**WRITTEN INSTRUCTION:** Please reproduce each of the following lines word for word.

Entries drawn from a collection
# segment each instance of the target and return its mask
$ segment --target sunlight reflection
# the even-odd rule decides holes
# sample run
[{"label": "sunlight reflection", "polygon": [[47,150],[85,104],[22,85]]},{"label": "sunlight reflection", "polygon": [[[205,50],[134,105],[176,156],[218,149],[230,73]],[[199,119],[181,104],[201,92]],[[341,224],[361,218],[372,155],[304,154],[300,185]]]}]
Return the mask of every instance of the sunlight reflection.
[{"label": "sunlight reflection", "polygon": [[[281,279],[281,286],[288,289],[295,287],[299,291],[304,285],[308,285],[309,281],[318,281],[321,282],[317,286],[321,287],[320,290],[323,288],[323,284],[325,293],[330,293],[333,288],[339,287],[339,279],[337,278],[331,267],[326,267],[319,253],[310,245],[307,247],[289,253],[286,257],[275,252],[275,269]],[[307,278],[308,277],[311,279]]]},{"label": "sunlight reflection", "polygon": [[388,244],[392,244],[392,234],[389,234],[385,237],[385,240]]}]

**RESULT BELOW:**
# segment each instance of the target and return its mask
$ segment --target sunlight reflection
# the even-odd rule decides holes
# sample run
[{"label": "sunlight reflection", "polygon": [[47,150],[85,104],[22,85]]},{"label": "sunlight reflection", "polygon": [[[205,50],[134,105],[176,156],[218,149],[230,73]],[[199,119],[181,104],[201,92]],[[341,224],[361,218],[372,155],[304,154],[300,185]]]}]
Return the mask of every instance of the sunlight reflection.
[{"label": "sunlight reflection", "polygon": [[[281,279],[281,286],[288,289],[295,287],[299,291],[304,285],[308,285],[309,281],[318,281],[321,282],[317,286],[321,287],[320,290],[323,288],[323,284],[325,293],[330,293],[333,288],[339,287],[339,279],[337,278],[331,267],[326,267],[319,253],[310,245],[307,247],[289,253],[286,257],[275,252],[275,269]],[[307,278],[308,277],[311,279]]]},{"label": "sunlight reflection", "polygon": [[388,244],[392,244],[392,234],[389,234],[385,237],[385,240]]}]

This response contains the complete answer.